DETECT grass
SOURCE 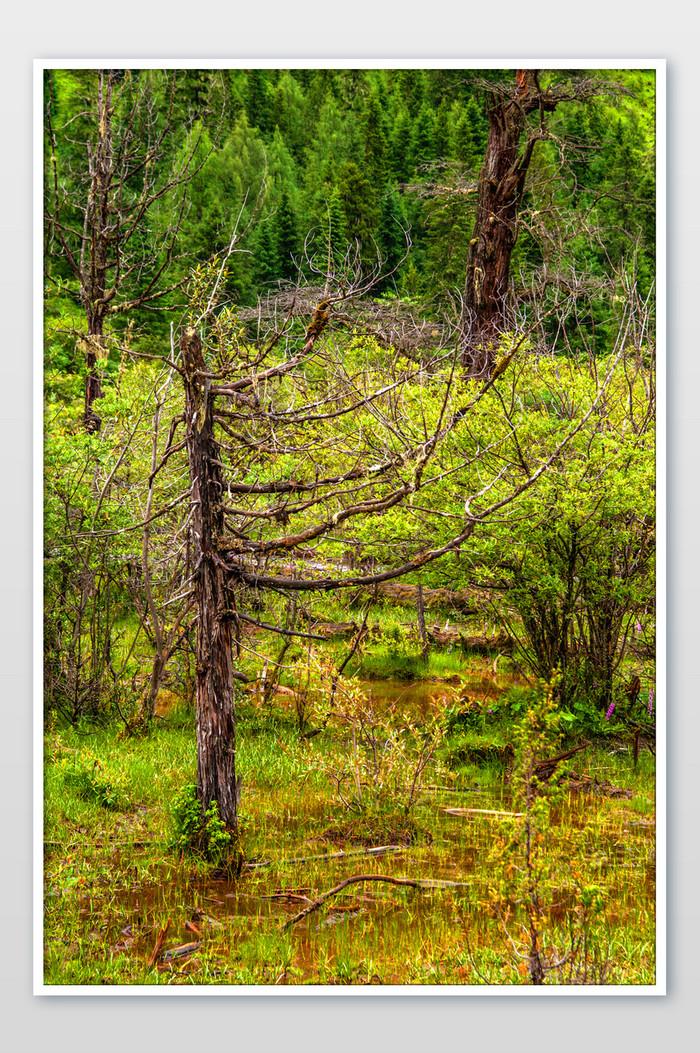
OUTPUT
[44,661,655,986]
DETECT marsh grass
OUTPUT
[44,663,655,987]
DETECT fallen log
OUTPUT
[282,874,421,931]
[148,918,171,966]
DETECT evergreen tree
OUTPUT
[245,69,272,133]
[338,161,380,266]
[362,88,388,190]
[277,187,299,279]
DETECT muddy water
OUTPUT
[84,676,656,982]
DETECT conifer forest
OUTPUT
[39,67,663,993]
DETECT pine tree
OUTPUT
[277,187,299,279]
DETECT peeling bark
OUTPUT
[180,330,238,833]
[462,69,557,379]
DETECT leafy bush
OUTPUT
[65,756,132,812]
[171,782,234,866]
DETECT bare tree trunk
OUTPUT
[462,69,556,379]
[416,584,431,657]
[180,330,238,833]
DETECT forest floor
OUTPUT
[43,656,656,988]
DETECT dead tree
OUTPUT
[178,265,618,832]
[44,69,218,433]
[462,69,621,380]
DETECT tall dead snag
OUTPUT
[44,69,218,433]
[180,330,238,831]
[462,69,559,379]
[462,69,624,380]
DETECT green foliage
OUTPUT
[171,782,234,866]
[65,753,132,812]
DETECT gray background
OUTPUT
[0,8,700,1053]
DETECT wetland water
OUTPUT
[68,677,656,985]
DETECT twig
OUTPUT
[243,845,405,870]
[282,874,421,930]
[148,918,171,966]
[442,808,525,819]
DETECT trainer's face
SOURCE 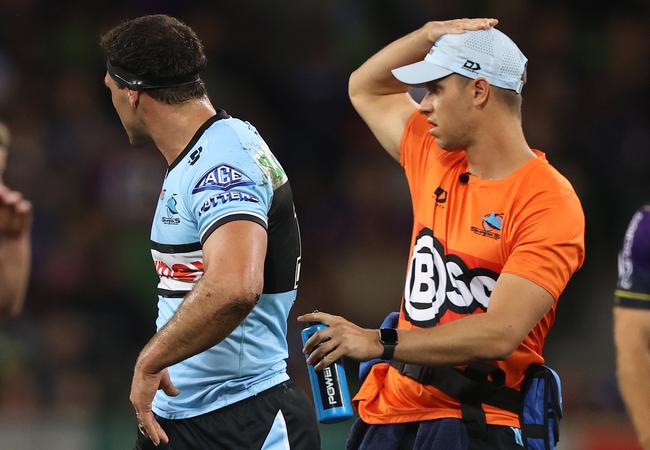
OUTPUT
[104,73,151,147]
[420,75,471,151]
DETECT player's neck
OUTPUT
[460,117,535,180]
[147,98,216,165]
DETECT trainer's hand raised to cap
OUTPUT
[348,19,499,161]
[424,18,499,43]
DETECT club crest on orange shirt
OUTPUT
[470,213,503,239]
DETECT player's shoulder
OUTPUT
[523,151,582,206]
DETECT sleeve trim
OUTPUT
[614,289,650,302]
[614,296,650,310]
[201,211,268,245]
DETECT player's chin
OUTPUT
[127,133,151,147]
[434,136,459,152]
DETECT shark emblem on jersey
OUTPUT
[192,164,255,194]
[162,194,181,225]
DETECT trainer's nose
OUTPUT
[420,91,433,113]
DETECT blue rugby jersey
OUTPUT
[614,205,650,309]
[151,111,301,419]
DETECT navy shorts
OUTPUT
[135,381,320,450]
[347,419,524,450]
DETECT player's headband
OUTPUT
[106,60,201,91]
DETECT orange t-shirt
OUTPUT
[354,113,584,426]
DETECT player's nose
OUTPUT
[420,92,433,113]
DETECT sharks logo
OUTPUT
[471,213,503,239]
[481,213,503,231]
[161,193,181,225]
[192,164,255,194]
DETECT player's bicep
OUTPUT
[350,93,418,162]
[487,273,554,348]
[203,220,268,297]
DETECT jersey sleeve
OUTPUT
[400,111,442,202]
[501,190,585,300]
[614,206,650,309]
[186,126,273,244]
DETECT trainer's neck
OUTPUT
[148,98,216,165]
[466,117,536,180]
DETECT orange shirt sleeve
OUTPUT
[501,189,585,300]
[400,111,441,203]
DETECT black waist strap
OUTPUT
[390,361,521,414]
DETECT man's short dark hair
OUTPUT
[100,14,207,104]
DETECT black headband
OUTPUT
[106,60,201,91]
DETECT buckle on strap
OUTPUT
[390,361,521,414]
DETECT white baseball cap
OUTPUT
[392,28,528,94]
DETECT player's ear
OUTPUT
[472,77,490,108]
[126,89,140,109]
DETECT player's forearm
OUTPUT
[349,24,433,100]
[0,233,31,319]
[394,314,521,366]
[136,279,261,373]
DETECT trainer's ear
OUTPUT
[472,77,490,108]
[126,89,140,109]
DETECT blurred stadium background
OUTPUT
[0,0,650,450]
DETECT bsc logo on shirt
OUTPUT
[404,228,498,327]
[192,164,255,194]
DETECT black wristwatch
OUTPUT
[379,328,397,360]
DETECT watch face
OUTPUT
[379,328,397,345]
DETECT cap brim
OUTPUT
[391,61,453,86]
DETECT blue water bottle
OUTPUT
[300,323,354,423]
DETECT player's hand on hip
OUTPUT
[424,18,499,44]
[298,312,384,370]
[129,364,180,446]
[0,183,32,238]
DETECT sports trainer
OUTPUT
[0,123,32,320]
[614,205,650,450]
[300,19,584,450]
[101,15,319,450]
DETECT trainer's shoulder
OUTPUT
[526,152,578,199]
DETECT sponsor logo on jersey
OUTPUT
[404,228,499,327]
[199,191,260,216]
[192,164,255,194]
[154,260,203,282]
[190,147,203,166]
[471,213,503,239]
[162,194,181,225]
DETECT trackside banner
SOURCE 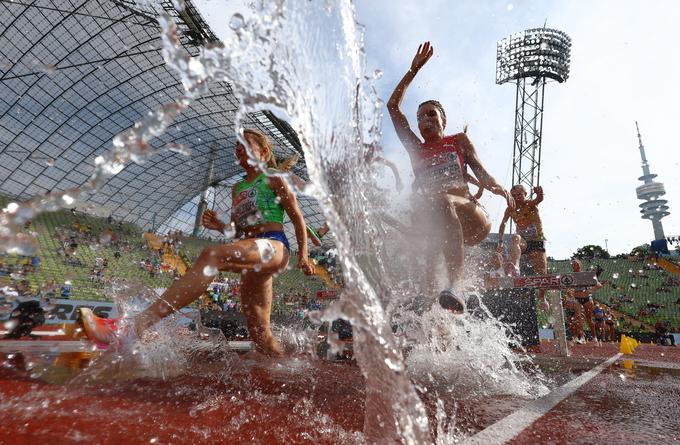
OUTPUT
[0,298,118,324]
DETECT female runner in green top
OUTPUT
[134,129,314,356]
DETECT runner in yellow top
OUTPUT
[496,184,548,308]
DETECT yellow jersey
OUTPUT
[510,202,545,241]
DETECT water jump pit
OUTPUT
[0,326,680,444]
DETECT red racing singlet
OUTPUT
[416,135,467,192]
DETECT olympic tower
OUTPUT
[635,121,670,240]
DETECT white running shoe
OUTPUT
[439,289,465,314]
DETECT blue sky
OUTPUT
[198,0,680,258]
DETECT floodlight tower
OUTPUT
[635,121,671,240]
[496,28,571,194]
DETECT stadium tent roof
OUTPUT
[0,0,330,250]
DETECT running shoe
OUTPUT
[439,289,465,314]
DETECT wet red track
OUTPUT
[0,343,680,444]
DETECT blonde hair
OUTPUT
[243,128,276,168]
[279,153,300,172]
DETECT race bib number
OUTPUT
[233,188,262,227]
[421,152,465,191]
[517,224,538,239]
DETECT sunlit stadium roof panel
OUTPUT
[0,0,321,250]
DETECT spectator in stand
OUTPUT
[61,280,73,298]
[593,303,605,341]
[604,311,616,342]
[567,259,604,342]
[654,320,675,346]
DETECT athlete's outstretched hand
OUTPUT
[503,190,515,210]
[201,209,224,232]
[298,256,316,275]
[411,42,434,72]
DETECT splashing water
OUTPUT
[0,0,544,444]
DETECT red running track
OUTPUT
[0,343,680,444]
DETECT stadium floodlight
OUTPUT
[496,28,571,85]
[496,28,571,201]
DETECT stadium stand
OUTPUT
[548,257,680,330]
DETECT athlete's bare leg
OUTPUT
[241,272,283,356]
[528,251,550,311]
[508,234,527,269]
[135,239,288,356]
[444,195,491,288]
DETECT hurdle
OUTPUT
[485,271,598,357]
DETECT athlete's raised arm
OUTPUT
[531,185,543,206]
[387,42,434,150]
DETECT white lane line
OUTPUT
[462,353,623,445]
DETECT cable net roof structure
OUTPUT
[0,0,330,250]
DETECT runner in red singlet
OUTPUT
[387,42,514,306]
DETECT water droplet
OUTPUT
[229,12,246,31]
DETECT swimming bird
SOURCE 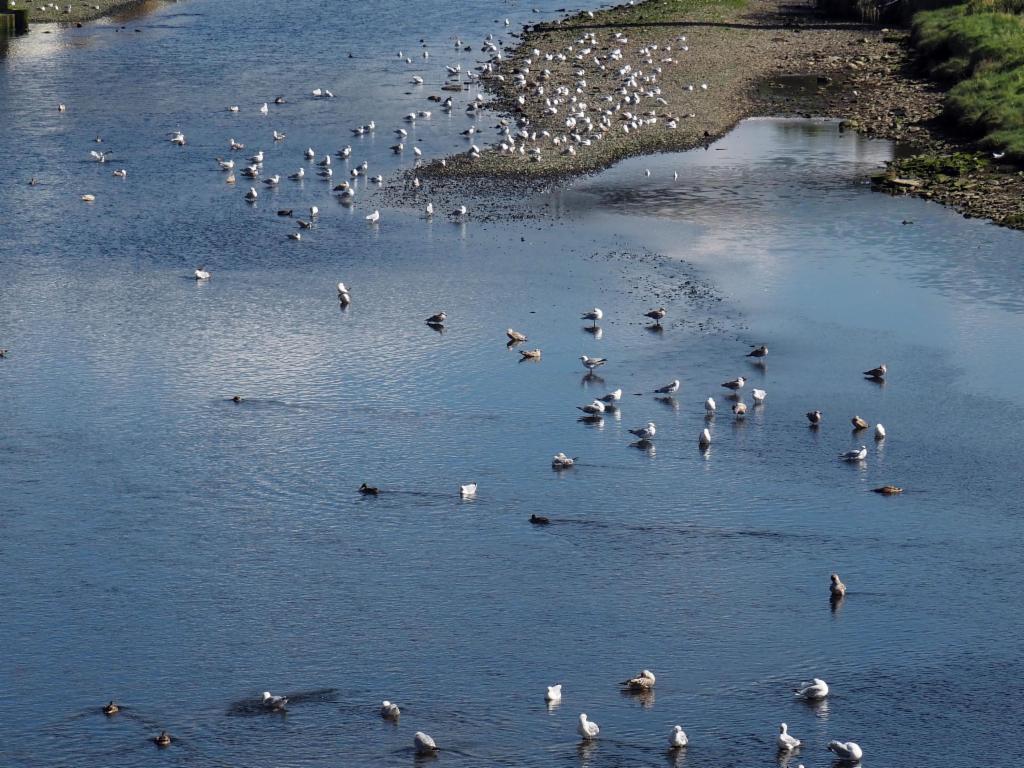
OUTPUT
[868,483,903,496]
[777,723,800,752]
[262,690,288,712]
[827,741,864,763]
[622,671,654,691]
[839,445,867,462]
[551,450,577,469]
[644,306,668,327]
[793,677,828,701]
[654,379,679,394]
[630,421,657,442]
[828,573,846,598]
[413,731,437,755]
[669,725,690,750]
[577,713,601,741]
[864,362,889,380]
[598,389,623,402]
◇ ◇ ◇ ◇ ◇ ◇ ◇
(Exercise):
Copy every record above word for word, leaving out the pictures.

(Exercise solution):
DETECT grass
SOURCE 
OUTPUT
[44,661,655,986]
DETECT marsh grass
OUTPUT
[44,663,655,987]
DETECT fallen log
OUTPUT
[282,874,421,931]
[148,918,171,966]
DETECT evergreen tree
OUTPUT
[245,69,272,133]
[338,161,380,266]
[362,88,388,190]
[277,187,299,279]
DETECT muddy water
OUTPUT
[84,676,656,982]
DETECT conifer forest
OUTPUT
[39,67,663,993]
DETECT pine tree
OUTPUT
[277,187,299,279]
DETECT peeling bark
OUTPUT
[180,330,238,833]
[462,69,557,379]
DETECT leafy bush
OUTPUT
[65,756,132,812]
[171,782,234,866]
DETECT bare tree trunk
OUTPUT
[462,69,556,379]
[416,584,431,657]
[180,330,238,833]
DETECT forest floor
OUTPUT
[43,656,656,988]
DETECT dead tree
OUTPUT
[178,265,618,832]
[44,69,218,433]
[462,69,621,380]
DETECT tall dead snag
OUTPUT
[44,69,218,433]
[180,330,238,831]
[462,69,559,379]
[462,69,624,380]
DETECT green foliage
OUTPUT
[171,782,234,866]
[65,753,132,812]
DETECT gray background
OUTPUT
[0,8,700,1053]
DETECT wetland water
OUTPUT
[68,677,656,985]
DETECT twig
OUTPUT
[243,845,405,870]
[282,874,421,930]
[148,918,171,966]
[442,808,525,819]
DETECT trainer's face
SOURCE 
OUTPUT
[104,73,151,147]
[420,75,471,151]
DETECT player's neck
OUTPUT
[460,117,535,180]
[147,98,216,165]
DETECT trainer's hand raised to cap
OUTPUT
[348,19,499,161]
[424,18,499,43]
DETECT club crest on orange shirt
OUTPUT
[470,213,503,239]
DETECT player's shoulder
OUTPUT
[523,151,582,206]
DETECT sleeve trim
OUTPUT
[614,289,650,302]
[614,296,650,310]
[201,211,268,245]
DETECT player's chin
OUTPUT
[127,133,151,147]
[434,136,459,152]
DETECT shark emblem on jersey
OUTPUT
[192,164,255,194]
[162,194,181,225]
DETECT trainer's nose
OUTPUT
[420,91,433,113]
DETECT blue rugby jersey
OUTPUT
[614,205,650,309]
[151,111,301,419]
DETECT navy shorts
OUTPUT
[135,381,320,450]
[347,419,524,450]
DETECT player's headband
OUTPUT
[106,60,201,91]
DETECT orange t-shirt
OUTPUT
[354,113,584,426]
DETECT player's nose
OUTPUT
[420,92,433,113]
DETECT sharks logo
OUTPUT
[471,213,503,239]
[481,213,503,231]
[161,193,181,225]
[192,164,255,194]
DETECT player's bicep
OUTPUT
[350,93,418,162]
[487,273,554,348]
[203,220,268,297]
DETECT jersey sleeve
OUTPUT
[400,111,442,202]
[501,190,585,300]
[614,206,650,309]
[186,126,273,244]
DETECT trainer's neck
OUTPUT
[148,98,216,165]
[466,117,536,180]
DETECT orange shirt sleeve
OUTPUT
[501,189,585,300]
[400,111,441,203]
DETECT black waist strap
OUTPUT
[390,361,521,414]
DETECT man's short dark hair
OUTPUT
[100,14,207,104]
DETECT black headband
OUTPUT
[106,60,201,91]
DETECT buckle on strap
OUTPUT
[390,361,521,414]
DETECT white baseball cap
OUTPUT
[392,28,528,94]
DETECT player's ear
OUTPUT
[472,77,490,108]
[126,89,140,109]
DETECT player's forearm
OUTPUT
[349,24,433,100]
[0,233,31,319]
[394,314,521,366]
[136,279,261,373]
DETECT trainer's ear
OUTPUT
[472,77,490,108]
[126,89,140,109]
DETECT blurred stadium background
OUTPUT
[0,0,650,450]
DETECT bsc logo on shirt
OUTPUT
[404,228,498,327]
[192,164,255,194]
DETECT black wristwatch
OUTPUT
[379,328,397,360]
DETECT watch face
OUTPUT
[379,328,397,345]
DETECT cap brim
OUTPUT
[391,61,453,86]
DETECT blue water bottle
OUTPUT
[300,323,354,423]
DETECT player's hand on hip
OUTPUT
[424,18,499,44]
[298,312,384,370]
[129,364,180,446]
[0,183,32,238]
DETECT sports trainer
OUTPUT
[0,123,32,320]
[614,205,650,450]
[300,19,584,450]
[101,15,319,450]
DETECT trainer's shoulder
OUTPUT
[526,152,578,199]
DETECT sponsor logo on jersey
OUTPUT
[404,228,499,327]
[199,191,260,216]
[192,164,255,194]
[154,260,203,282]
[190,147,203,166]
[471,213,503,239]
[162,194,181,225]
DETECT trackside banner
SOURCE 
OUTPUT
[0,298,118,324]
DETECT female runner in green top
OUTPUT
[134,129,314,356]
DETECT runner in yellow top
OUTPUT
[496,184,548,308]
DETECT yellow jersey
OUTPUT
[510,202,545,241]
DETECT water jump pit
OUTPUT
[0,326,680,444]
DETECT red racing singlet
OUTPUT
[416,135,467,192]
DETECT olympic tower
OUTPUT
[635,121,670,240]
DETECT white running shoe
OUTPUT
[439,289,465,314]
DETECT blue sky
OUTPUT
[198,0,680,258]
DETECT floodlight tower
OUTPUT
[635,121,671,240]
[496,28,571,194]
DETECT stadium tent roof
OUTPUT
[0,0,330,250]
DETECT running shoe
OUTPUT
[439,289,465,314]
DETECT wet red track
OUTPUT
[0,343,680,444]
DETECT blonde hair
OUTPUT
[243,128,276,168]
[279,153,300,172]
DETECT race bib number
OUTPUT
[233,188,262,227]
[421,152,465,191]
[517,224,538,239]
DETECT sunlit stadium roof panel
OUTPUT
[0,0,321,250]
DETECT spectator in stand
OUTPUT
[61,280,73,298]
[593,303,605,341]
[604,311,616,342]
[567,259,604,342]
[654,320,675,346]
DETECT athlete's outstretched hand
OUTPUT
[503,190,515,210]
[201,209,224,232]
[298,256,316,275]
[411,42,434,72]
DETECT splashing water
OUTPUT
[0,0,544,444]
DETECT red running track
OUTPUT
[0,343,680,444]
DETECT stadium floodlight
OUTPUT
[496,28,571,85]
[496,28,571,201]
DETECT stadium stand
OUTPUT
[548,257,680,330]
DETECT athlete's bare leg
OUTPUT
[241,272,283,356]
[528,251,550,311]
[508,234,527,269]
[135,239,288,356]
[444,195,491,288]
DETECT hurdle
OUTPUT
[485,271,598,357]
DETECT athlete's raised arm
OUTPUT
[531,185,543,206]
[387,42,434,150]
DETECT white lane line
OUTPUT
[462,353,623,445]
DETECT cable net roof structure
OUTPUT
[0,0,330,250]
DETECT runner in red singlet
OUTPUT
[387,42,514,306]
DETECT water droplet
OUTPUT
[229,12,246,31]
DETECT swimming bird
SOURCE 
OUTPUT
[868,483,903,496]
[777,723,800,752]
[262,690,288,712]
[827,741,864,763]
[622,671,654,691]
[839,445,867,462]
[551,450,577,469]
[644,306,668,327]
[793,677,828,701]
[654,379,679,394]
[630,421,657,442]
[828,573,846,598]
[413,731,437,755]
[669,725,690,750]
[577,713,601,741]
[864,362,889,380]
[598,389,623,402]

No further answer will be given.